#### The exercise:
Copy out the entries below, substituting "Please give" for "Kindly provide" everywhere it occurs and keeping everything else unchanged. Omit the pictures from your copy.

---------- Exercise material

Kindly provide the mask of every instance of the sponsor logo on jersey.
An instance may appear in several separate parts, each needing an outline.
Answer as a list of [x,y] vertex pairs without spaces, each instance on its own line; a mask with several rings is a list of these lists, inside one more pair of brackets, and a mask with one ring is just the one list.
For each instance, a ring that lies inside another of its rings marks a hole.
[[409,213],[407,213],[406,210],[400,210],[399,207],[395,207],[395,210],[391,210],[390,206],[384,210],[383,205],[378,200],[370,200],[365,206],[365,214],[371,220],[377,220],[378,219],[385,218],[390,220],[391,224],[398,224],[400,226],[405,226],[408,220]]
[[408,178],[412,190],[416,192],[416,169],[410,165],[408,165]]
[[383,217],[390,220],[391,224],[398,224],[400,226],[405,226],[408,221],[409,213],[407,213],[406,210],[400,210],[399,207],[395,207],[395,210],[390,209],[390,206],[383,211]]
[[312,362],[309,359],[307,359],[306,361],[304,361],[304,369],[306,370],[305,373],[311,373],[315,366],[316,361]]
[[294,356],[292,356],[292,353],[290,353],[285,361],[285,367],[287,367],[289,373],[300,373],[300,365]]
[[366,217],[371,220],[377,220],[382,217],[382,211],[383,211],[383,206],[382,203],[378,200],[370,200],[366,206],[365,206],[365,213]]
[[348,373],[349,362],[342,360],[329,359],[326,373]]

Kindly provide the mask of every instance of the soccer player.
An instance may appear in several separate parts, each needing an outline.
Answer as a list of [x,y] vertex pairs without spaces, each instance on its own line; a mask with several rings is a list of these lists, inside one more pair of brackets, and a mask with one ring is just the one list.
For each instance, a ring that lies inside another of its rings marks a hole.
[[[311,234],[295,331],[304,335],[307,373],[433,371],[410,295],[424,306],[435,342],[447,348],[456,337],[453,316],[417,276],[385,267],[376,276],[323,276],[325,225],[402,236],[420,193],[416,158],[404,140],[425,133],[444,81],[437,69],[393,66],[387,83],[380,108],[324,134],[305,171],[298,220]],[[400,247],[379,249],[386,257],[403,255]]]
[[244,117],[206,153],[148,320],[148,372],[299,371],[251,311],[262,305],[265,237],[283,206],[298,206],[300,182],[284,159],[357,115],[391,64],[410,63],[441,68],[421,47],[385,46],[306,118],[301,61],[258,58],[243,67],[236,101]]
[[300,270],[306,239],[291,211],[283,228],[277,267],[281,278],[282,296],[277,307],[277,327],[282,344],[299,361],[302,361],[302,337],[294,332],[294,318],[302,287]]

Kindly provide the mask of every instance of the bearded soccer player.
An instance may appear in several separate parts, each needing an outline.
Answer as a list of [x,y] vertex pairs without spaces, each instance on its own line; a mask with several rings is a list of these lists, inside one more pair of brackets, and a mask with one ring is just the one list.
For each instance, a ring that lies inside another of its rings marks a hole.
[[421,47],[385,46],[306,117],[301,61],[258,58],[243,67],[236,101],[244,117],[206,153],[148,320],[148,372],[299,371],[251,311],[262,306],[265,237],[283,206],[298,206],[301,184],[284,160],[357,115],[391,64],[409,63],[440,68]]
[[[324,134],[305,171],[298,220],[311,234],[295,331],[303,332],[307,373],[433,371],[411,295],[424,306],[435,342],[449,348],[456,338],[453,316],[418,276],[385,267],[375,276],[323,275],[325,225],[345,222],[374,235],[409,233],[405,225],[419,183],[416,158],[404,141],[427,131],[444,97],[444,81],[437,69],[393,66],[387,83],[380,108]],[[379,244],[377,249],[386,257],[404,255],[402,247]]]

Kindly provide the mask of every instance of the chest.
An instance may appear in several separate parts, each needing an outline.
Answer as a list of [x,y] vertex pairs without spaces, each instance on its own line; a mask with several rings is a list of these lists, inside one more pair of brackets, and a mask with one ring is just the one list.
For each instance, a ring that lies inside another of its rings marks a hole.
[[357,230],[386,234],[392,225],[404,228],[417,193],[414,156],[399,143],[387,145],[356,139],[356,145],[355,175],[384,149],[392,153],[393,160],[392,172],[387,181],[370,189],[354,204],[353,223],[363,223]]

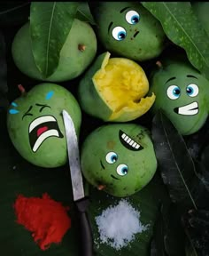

--------------------

#### Exercise answer:
Please give the mask of every instance of the sponsor logo on jersey.
An instance may appear in several separate parts, each needing an outline.
Answer as a list of [x,y] vertex pairs without spaces, each instance on its own line; a mask with several rings is a list of these lists, inside one more pair of brackets, and a mask with one ring is just the one list.
For each instance, a ring that lies inside another of its rings marks a hole.
[[409,213],[407,213],[406,210],[400,210],[399,207],[395,207],[395,210],[391,210],[390,206],[384,210],[383,205],[378,200],[370,200],[365,206],[365,214],[371,220],[377,220],[378,219],[385,218],[390,220],[391,224],[398,224],[400,226],[405,226],[408,220]]
[[408,178],[412,190],[416,192],[416,169],[410,165],[408,165]]
[[383,217],[390,220],[391,224],[398,224],[400,226],[405,226],[408,221],[409,213],[407,213],[406,210],[400,210],[399,207],[395,207],[395,210],[390,209],[390,206],[383,211]]
[[312,362],[309,359],[307,359],[306,361],[304,361],[304,369],[306,370],[305,373],[311,373],[315,366],[316,361]]
[[294,356],[292,356],[292,353],[290,353],[285,361],[285,367],[287,367],[289,373],[300,373],[300,365]]
[[366,217],[371,220],[377,220],[382,217],[382,211],[383,211],[383,206],[382,203],[378,200],[370,200],[366,206],[365,206],[365,213]]
[[348,373],[349,362],[342,360],[329,359],[326,373]]

Please give the mask of every instance of the soccer player.
An instance may appear in several separate parts, each needing an outline.
Answer as a list of [x,y] vertex pairs without spaces, each instance on its own line; a mask with several rings is a list of these lists, inside one more pair of brackets, and a mask with one ring is just the one list.
For each instance, a ring that lies inside another of its rings marks a hole.
[[[311,234],[295,331],[304,335],[307,373],[433,371],[410,295],[424,306],[435,342],[447,348],[456,337],[453,316],[417,276],[385,267],[376,276],[323,276],[325,225],[402,236],[420,193],[416,158],[404,140],[425,133],[444,81],[437,69],[393,66],[387,83],[380,108],[324,134],[305,171],[298,220]],[[400,247],[379,249],[386,257],[403,255]]]
[[244,117],[206,153],[148,320],[148,372],[299,371],[251,311],[262,305],[265,237],[283,206],[298,206],[300,182],[284,159],[357,115],[391,64],[410,63],[441,68],[421,47],[385,46],[306,118],[301,61],[258,58],[243,67],[236,101]]
[[300,270],[306,239],[291,211],[283,228],[277,267],[281,278],[282,296],[277,307],[277,327],[282,344],[299,361],[302,361],[302,337],[294,332],[294,318],[302,287]]

Please give the mask of every instance of the bearded soccer player.
An instance may appear in several separate parts, each needing an outline.
Answer as a list of [x,y] vertex pairs without spaces, each instance on its own line; a mask with several rings is a list of these lists, inside one more pair of brackets, and a mask with one ring is just the one list.
For each instance, a ring that lies inside another of its rings marks a hole.
[[421,47],[385,46],[306,117],[301,61],[258,58],[243,67],[236,101],[244,117],[206,153],[148,320],[148,372],[299,371],[251,311],[262,306],[265,237],[283,206],[298,206],[301,184],[284,160],[357,115],[391,64],[409,63],[440,68]]
[[[324,134],[305,171],[298,220],[311,234],[295,331],[303,332],[307,373],[433,371],[411,295],[424,306],[435,342],[449,348],[456,338],[453,316],[418,276],[385,267],[375,276],[323,275],[325,225],[345,222],[374,235],[409,233],[405,225],[419,183],[416,158],[404,141],[427,131],[444,97],[444,81],[437,69],[393,66],[387,83],[380,108]],[[379,244],[377,249],[386,257],[404,255],[402,247]]]

Please give the mask of every instance of the chest.
An instance may appear in several separate parts, each needing an outline.
Answer as a list of [x,y] vertex pairs without spaces, each instance on its own line; a mask with several rings is a list of these lists, inside one more pair of brackets, and a mask with one ring is just the one list.
For each instance, a ring that lies inside another of its rings marks a hole.
[[357,230],[386,234],[392,225],[404,228],[417,193],[414,156],[399,143],[387,145],[356,139],[356,145],[355,175],[384,149],[392,153],[393,160],[392,172],[387,181],[370,189],[354,204],[353,223],[363,223]]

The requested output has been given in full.